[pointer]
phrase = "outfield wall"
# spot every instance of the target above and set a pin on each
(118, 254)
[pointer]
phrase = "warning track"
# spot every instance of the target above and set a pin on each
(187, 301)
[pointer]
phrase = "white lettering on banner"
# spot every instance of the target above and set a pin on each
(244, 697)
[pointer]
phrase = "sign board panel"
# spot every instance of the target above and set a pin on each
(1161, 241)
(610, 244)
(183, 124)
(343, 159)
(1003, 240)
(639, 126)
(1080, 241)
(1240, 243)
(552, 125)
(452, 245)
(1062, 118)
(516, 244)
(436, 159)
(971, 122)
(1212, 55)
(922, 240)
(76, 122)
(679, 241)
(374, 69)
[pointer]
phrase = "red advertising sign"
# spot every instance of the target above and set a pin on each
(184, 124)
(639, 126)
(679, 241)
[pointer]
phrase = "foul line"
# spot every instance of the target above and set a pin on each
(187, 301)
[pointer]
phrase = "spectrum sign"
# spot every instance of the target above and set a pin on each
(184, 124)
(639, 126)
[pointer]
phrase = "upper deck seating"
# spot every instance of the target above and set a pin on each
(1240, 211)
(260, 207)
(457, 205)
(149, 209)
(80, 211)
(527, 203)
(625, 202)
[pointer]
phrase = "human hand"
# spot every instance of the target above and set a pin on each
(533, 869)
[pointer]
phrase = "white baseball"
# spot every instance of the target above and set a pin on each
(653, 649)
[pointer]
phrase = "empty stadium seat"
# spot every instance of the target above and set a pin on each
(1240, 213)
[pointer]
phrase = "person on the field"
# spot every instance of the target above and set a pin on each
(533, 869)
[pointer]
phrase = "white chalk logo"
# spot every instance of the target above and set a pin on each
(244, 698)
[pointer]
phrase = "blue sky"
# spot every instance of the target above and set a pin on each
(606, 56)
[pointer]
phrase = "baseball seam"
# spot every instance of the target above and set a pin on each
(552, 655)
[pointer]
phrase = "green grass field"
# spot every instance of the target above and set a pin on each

* **Exercise task**: Copy out every line above word for word.

* **Task solution**:
[pointer]
phrase = "outfield wall"
# spot every instance of the target above and set a pin on each
(118, 254)
[pointer]
phrase = "warning track"
# spot every instance of the target above and set a pin on each
(187, 301)
[pointer]
phrase = "white lettering on banner"
# spot every instance of the target above and set a pin on each
(244, 697)
[pointer]
phrase = "sign board panel"
# spot every instance of the target above and set a pin on each
(1161, 241)
(610, 244)
(183, 124)
(343, 159)
(1003, 240)
(639, 126)
(1080, 241)
(1240, 243)
(552, 125)
(452, 245)
(1062, 118)
(516, 244)
(436, 159)
(971, 122)
(1212, 55)
(922, 240)
(76, 122)
(679, 241)
(374, 69)
[pointer]
phrase = "red advertising sign"
# spot every instance of the target above and set a pin on each
(184, 124)
(639, 126)
(679, 241)
[pointer]
phrase = "foul line"
# spot every instance of the target above and set a pin on each
(187, 301)
[pointer]
phrase = "spectrum sign"
# spot every instance of the target above and set a pin on each
(184, 124)
(639, 126)
[pointer]
phrase = "upper deck seating"
# spot every instance of the target above and set a pin on each
(1240, 211)
(260, 207)
(457, 205)
(149, 209)
(80, 211)
(527, 203)
(625, 202)
[pointer]
phrase = "human hand"
# spot every instance of the target above and set a pin on each
(533, 869)
[pointer]
phrase = "white baseball"
# spot every instance of the target above and set a pin on each
(653, 649)
[pointer]
phrase = "empty stadium seat"
# spot every instance of the target above and set a pin on each
(1240, 213)
[pointer]
phrase = "person on the field"
# spot every instance of the target above and set a pin on each
(533, 869)
[pointer]
phrase = "white chalk logo"
# spot every instance of the target above and set a pin on each
(244, 698)
[pointer]
phrase = "blue sky"
# spot every instance of the target above and set a pin on each
(606, 56)
[pointer]
phrase = "baseball seam"
# spot every instance of the target above and set a pin on each
(552, 655)
[pointer]
phrase = "green grass field"
# spot every instance of the target above and set a pin on each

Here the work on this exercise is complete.